**Instructions to follow**
Each record is to be printed exactly as given, down to the last mark.

**Region pointing data**
^^^^^^^^

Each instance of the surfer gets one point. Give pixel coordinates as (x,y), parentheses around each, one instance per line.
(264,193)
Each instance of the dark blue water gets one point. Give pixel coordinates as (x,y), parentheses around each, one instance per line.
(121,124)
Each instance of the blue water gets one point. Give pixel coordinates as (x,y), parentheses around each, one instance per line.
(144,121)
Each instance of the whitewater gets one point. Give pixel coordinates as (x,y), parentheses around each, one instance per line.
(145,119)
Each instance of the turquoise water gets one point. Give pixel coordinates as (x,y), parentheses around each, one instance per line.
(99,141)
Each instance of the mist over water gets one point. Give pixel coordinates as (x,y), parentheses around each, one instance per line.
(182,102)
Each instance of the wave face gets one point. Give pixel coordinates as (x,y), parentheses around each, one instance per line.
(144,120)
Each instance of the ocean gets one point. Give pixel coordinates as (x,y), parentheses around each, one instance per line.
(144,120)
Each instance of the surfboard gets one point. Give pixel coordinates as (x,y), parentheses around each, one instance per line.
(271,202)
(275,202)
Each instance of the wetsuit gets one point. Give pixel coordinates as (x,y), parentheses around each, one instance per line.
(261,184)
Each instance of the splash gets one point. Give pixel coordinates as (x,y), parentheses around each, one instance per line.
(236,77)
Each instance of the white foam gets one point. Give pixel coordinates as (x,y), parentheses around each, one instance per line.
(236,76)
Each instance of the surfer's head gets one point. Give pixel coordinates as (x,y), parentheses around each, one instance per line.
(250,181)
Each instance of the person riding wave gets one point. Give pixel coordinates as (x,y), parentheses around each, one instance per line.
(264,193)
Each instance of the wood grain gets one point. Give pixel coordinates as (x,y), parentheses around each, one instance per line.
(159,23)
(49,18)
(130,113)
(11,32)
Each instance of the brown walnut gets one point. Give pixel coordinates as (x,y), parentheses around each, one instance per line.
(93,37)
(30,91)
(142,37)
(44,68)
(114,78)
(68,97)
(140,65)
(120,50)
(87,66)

^^^^^^^^

**Exercise response**
Each instance of the surfer gets one point. Give pixel coordinates as (x,y), parentheses around each, one instance per line.
(264,193)
Each instance of the dark blue water gets one point. Give pixel coordinates as (x,y), parentheses around each, one instance per line.
(121,124)
Each instance of the blue water gets one point. Give pixel coordinates as (x,y), parentheses around each, one instance per line.
(144,121)
Each instance of the whitewater gets one point. Give pixel coordinates as (x,y), parentheses around each, one instance per line.
(145,119)
Each instance of the turquoise water gets one point. Give pixel coordinates as (x,y), parentheses around each, one instance per line.
(99,141)
Each instance of the mist over water gets one point. Give pixel coordinates as (x,y), parentheses around each, one instance per line.
(182,102)
Each instance of the wave face gets one point. Give pixel coordinates as (x,y), parentheses around each, one instance per line.
(144,120)
Each instance of the ocean gets one point. Give pixel coordinates as (x,y), parentheses around each, one instance per line.
(144,120)
Each instance of the surfboard gets one point. Give pixel coordinates as (x,y), parentheses around each, one instance per line.
(271,202)
(275,202)
Each instance of the wetsuit gets one point. Give pixel coordinates as (x,y), parentheses around each, one instance per line.
(261,184)
Each instance of the splash gets one point. Give pixel coordinates as (x,y), parentheses around each, one instance per line.
(236,77)
Each instance of the white foam gets one point. Give pixel coordinates as (x,y), parentheses around each, one instance per line.
(236,76)
Each instance of the surfer's head gets one point. Give pixel coordinates as (x,y), parentheses around each, one instance per line.
(250,181)
Each instance of the person riding wave gets one point. Give pixel coordinates as (x,y), parentheses around each, one instance per line.
(264,193)
Each instance of the wood grain gets one point. Give pixel coordinates as (x,y), parentheses around each, one instance per line.
(159,23)
(49,18)
(130,113)
(11,32)
Each instance of the brown walnut gets one point. Give pixel coordinates as (x,y), parentheses around each, one instance per line.
(93,37)
(30,91)
(142,37)
(44,68)
(114,78)
(68,97)
(140,65)
(120,50)
(87,66)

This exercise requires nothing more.